_Assigned task_: Your task is to transcribe the entries below exactly, beginning with the line containing "Where can you spot the dirt" and ending with the final line, and to add nothing else.
** Opening Information provided block **
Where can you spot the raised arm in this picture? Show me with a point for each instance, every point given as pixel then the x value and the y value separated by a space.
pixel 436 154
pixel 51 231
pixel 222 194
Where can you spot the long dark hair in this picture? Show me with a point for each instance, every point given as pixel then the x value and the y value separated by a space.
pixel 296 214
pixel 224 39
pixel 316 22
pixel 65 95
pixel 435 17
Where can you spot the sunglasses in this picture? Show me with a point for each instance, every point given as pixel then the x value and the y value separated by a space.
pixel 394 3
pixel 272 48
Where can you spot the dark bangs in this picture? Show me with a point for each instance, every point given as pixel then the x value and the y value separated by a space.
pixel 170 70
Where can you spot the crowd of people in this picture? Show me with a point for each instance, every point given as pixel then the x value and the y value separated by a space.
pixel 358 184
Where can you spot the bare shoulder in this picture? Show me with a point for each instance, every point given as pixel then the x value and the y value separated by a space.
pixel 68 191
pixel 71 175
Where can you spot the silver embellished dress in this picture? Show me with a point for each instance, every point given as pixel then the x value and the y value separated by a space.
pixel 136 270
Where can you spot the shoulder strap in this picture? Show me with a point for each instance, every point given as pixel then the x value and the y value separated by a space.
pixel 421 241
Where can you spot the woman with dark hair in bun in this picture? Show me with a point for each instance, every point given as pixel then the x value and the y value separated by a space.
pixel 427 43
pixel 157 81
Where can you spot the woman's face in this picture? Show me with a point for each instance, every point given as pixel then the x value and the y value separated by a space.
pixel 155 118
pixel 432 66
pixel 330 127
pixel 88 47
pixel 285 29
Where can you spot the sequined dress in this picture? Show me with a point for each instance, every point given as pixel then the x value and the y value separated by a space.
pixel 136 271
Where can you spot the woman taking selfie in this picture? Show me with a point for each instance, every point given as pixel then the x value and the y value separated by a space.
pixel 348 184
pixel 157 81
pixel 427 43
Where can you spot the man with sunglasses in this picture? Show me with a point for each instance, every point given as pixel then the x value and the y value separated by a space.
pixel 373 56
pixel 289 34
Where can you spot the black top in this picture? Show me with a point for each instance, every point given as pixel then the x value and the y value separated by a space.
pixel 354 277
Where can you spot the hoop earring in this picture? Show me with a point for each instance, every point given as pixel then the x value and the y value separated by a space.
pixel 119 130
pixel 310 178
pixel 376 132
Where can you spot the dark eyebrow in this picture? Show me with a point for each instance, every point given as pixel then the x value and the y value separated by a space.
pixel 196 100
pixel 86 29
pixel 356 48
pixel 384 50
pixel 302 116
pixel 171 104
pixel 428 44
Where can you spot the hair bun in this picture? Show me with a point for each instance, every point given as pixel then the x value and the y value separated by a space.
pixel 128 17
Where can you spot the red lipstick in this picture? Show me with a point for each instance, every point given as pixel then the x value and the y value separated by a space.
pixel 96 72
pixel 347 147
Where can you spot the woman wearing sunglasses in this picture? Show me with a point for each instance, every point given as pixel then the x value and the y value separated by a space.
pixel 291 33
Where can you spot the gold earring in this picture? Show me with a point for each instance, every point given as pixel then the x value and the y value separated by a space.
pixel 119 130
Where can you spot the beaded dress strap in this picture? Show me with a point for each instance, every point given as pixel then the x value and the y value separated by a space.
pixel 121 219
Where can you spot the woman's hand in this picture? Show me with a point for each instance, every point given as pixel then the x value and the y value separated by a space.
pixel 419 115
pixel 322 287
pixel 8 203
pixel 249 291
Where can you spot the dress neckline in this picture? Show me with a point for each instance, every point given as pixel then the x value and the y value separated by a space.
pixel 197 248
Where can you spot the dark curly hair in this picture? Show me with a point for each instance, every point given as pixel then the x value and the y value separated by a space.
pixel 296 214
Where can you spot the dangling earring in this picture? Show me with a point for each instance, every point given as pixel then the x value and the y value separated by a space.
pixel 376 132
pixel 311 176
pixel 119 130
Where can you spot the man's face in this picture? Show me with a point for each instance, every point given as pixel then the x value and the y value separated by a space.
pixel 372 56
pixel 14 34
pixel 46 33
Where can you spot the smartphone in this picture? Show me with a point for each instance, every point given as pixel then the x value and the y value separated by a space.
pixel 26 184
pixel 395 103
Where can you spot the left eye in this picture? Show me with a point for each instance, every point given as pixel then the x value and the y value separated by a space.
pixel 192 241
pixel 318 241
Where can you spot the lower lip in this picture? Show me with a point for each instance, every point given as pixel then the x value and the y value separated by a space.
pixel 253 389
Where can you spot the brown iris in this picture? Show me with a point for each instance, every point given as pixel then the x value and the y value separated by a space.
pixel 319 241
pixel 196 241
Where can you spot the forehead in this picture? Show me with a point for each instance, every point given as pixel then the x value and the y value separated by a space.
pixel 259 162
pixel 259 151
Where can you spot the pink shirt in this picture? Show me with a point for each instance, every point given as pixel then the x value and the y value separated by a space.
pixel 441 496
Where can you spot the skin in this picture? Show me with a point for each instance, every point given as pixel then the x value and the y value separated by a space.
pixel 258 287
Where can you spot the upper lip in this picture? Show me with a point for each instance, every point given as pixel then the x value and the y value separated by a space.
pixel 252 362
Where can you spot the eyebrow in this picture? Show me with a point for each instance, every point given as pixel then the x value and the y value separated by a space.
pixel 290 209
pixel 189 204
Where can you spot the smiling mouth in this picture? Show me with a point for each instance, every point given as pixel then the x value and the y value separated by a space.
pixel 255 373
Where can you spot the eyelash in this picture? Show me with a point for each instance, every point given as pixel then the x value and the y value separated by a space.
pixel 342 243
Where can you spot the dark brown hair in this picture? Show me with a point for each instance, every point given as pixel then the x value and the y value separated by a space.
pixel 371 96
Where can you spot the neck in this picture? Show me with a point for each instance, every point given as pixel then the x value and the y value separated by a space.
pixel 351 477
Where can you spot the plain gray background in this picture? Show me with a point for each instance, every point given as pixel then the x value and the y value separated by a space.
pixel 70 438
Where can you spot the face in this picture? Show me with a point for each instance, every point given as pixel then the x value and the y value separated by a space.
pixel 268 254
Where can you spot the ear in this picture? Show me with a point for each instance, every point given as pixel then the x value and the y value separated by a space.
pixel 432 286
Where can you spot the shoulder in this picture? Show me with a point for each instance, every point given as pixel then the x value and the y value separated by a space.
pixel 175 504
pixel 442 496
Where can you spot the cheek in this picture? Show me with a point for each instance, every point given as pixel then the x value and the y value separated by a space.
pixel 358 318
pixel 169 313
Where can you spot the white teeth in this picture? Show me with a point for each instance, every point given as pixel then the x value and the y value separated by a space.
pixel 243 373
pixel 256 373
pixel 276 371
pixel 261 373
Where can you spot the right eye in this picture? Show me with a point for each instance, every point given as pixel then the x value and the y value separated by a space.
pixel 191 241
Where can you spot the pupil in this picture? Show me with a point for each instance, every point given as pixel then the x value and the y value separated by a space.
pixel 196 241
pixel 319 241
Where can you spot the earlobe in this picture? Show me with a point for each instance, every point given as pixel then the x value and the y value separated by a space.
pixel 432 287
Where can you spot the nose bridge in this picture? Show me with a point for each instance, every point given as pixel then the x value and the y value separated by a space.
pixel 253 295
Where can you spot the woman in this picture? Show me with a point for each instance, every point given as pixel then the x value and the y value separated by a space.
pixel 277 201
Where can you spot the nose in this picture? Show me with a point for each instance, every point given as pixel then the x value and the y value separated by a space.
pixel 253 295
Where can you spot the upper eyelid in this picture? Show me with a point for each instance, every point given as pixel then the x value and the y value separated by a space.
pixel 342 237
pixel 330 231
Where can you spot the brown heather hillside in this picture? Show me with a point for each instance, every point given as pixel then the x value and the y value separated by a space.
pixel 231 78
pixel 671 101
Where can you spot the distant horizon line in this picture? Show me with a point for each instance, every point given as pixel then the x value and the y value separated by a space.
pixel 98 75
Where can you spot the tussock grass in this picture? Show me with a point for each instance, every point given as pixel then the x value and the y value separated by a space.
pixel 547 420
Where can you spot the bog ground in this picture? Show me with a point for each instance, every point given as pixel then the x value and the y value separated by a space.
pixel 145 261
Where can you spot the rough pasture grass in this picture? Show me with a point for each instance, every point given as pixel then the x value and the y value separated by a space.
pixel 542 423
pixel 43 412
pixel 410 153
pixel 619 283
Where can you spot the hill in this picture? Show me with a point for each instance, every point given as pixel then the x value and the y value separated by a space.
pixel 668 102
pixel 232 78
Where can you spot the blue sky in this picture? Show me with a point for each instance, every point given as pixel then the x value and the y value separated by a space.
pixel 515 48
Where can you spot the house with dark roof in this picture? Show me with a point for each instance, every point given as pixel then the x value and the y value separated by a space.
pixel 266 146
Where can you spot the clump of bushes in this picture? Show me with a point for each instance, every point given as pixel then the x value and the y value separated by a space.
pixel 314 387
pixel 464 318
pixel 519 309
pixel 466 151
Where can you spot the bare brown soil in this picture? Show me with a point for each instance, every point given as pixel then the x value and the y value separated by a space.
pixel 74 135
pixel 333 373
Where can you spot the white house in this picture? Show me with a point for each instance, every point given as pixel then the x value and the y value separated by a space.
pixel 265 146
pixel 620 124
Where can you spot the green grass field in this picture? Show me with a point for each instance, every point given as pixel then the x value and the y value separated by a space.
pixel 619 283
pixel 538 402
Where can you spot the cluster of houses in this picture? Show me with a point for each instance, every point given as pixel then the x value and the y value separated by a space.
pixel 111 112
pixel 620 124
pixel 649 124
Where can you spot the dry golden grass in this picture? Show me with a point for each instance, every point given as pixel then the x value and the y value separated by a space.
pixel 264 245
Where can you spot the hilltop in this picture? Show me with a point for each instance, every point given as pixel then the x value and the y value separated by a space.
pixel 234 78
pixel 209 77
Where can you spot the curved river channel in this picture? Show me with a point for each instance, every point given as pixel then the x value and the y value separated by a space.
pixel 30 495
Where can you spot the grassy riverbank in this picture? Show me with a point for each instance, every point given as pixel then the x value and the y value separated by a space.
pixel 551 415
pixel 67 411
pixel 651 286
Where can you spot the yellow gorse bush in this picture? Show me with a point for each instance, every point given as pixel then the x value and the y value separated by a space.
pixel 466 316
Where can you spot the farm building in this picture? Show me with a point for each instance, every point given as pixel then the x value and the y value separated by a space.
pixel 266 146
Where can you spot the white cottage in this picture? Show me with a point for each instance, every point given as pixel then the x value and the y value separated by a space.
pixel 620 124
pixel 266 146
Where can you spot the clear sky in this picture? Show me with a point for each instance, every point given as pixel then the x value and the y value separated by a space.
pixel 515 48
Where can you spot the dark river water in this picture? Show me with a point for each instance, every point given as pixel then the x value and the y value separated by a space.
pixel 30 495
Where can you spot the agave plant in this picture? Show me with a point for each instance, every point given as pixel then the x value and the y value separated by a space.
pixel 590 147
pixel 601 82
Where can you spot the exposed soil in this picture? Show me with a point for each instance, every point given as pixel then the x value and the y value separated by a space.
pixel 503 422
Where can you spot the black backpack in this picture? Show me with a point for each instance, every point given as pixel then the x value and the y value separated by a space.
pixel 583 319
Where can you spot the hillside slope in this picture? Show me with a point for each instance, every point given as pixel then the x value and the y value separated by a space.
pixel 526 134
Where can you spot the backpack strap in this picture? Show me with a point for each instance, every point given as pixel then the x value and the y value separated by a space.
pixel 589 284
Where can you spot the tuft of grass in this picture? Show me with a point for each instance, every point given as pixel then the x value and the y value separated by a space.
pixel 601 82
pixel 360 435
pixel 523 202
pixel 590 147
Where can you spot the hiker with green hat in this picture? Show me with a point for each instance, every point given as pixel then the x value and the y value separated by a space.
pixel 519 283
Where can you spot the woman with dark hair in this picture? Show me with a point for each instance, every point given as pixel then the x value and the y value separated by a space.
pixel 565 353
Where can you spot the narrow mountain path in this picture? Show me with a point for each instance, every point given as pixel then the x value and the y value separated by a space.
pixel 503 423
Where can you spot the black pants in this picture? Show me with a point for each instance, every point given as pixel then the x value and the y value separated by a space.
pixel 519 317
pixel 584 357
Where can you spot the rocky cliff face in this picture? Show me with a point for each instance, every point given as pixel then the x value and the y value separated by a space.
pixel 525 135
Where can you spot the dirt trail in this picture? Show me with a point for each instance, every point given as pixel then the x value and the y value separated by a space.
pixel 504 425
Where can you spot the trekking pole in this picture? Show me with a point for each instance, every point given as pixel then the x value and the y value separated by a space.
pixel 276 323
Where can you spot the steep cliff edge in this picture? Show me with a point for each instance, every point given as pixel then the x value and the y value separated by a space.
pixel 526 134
** Closing Information provided block **
_Reply_:
Where can you spot the dirt trail in this picture? Show me with a point for each instance, every point given as pixel then the x value and the y value separated by a space.
pixel 504 425
Where can you spot the trekking pole in this picture? Show me with a point for each instance, every point given as pixel then the x value and the y value separated by a space.
pixel 276 323
Where can you spot the steep cliff edge in this picture? Show me with a point for each instance, every point given as pixel then the x value and the y value separated by a space.
pixel 526 134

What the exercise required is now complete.